Document excerpt:
Yep, thank you! I am running some other analyses right now but I’ll post a log tomorrow if I still have issues upon rerunning.
@tpoterba it looks like upload_log was removed from the codebase
---------------------------------------------------------------------------
AttributeError Traceback (most recent call last)
<ipython-input-39-93dcd1342068> in <module>
----> 1 hl.upload_log(bucket+"/pca_run.log")
AttributeError: module 'hail' has no attribute 'upload_log'
I found this issue that was closed in April of this year: https://github.com/hail-is/hail/issues/7392
Notably, since using 0.2.49 I was successfully able to run hl.ld_prune() (runtime was approx 4hrs), which brought my variant row count down from 580k to 340k with r2=0.2. Previously this function produced a SparkException so we are getting somewhere!
Even with another overnight run, the hl.hwe_normalized_pca() looks like it is a stuck job.
Happy to generate a log file for this if there is a way.
Is the logging from the hl.init() statement the same log? Looks like I can access that from the terminal of the Terra virtual machine and it looks quite large now.
Oops, sorry, got confused – hl.copy_log is what I meant to point you to. That’s a convenience around using another utility to copy the log from the local disk of the driver machine to a Google bucket / remote FS.

Dataset records:

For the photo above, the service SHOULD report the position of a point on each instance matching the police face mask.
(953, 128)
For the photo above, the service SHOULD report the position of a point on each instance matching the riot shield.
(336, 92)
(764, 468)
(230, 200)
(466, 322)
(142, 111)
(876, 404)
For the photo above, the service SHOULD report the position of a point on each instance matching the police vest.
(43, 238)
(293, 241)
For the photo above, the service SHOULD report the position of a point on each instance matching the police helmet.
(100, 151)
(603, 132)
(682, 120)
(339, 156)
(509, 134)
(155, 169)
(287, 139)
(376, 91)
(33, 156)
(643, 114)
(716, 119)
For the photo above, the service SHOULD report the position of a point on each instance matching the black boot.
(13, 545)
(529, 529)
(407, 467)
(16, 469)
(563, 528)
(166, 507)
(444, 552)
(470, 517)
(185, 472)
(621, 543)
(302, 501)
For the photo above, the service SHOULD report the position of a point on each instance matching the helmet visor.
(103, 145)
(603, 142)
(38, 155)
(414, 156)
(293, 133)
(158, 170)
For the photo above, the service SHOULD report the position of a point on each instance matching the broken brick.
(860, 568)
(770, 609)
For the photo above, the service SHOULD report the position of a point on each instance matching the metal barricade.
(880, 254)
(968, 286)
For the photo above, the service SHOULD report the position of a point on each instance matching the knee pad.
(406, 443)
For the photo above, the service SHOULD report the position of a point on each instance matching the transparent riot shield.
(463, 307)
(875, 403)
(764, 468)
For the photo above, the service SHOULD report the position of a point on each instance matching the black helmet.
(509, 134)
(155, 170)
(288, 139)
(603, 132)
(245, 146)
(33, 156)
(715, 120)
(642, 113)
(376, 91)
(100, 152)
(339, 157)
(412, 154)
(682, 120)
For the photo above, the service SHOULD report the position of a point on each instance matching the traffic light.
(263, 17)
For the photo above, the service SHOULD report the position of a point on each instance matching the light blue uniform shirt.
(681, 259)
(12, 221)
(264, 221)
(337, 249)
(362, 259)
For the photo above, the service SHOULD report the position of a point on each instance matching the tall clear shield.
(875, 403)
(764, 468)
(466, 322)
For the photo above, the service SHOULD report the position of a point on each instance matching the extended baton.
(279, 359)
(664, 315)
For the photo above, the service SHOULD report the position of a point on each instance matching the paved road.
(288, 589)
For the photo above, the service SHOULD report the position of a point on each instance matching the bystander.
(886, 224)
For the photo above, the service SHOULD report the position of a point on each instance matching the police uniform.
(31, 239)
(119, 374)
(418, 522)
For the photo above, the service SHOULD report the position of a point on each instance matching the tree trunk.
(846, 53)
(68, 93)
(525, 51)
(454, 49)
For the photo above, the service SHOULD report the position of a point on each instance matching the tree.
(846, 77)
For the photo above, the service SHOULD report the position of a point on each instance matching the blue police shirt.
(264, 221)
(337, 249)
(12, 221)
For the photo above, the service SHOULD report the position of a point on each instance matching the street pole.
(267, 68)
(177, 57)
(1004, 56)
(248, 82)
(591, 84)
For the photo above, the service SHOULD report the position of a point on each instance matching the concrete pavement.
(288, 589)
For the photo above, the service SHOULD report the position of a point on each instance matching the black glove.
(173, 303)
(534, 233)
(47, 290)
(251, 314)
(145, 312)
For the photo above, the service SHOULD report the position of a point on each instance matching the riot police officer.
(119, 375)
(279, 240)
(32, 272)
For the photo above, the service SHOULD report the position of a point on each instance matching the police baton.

Task description:
Answer these about the Hail forum thread above:
(a) What error message did the call to hl.upload_log produce?
(b) Running hl.ld_prune() with r2=0.2 changed the variant row count from what number to what number?
(c) Which function does the last reply say it meant to point to?

Answer below:
(a) AttributeError: module 'hail' has no attribute 'upload_log'
(b) From 580k to 340k.
(c) hl.copy_log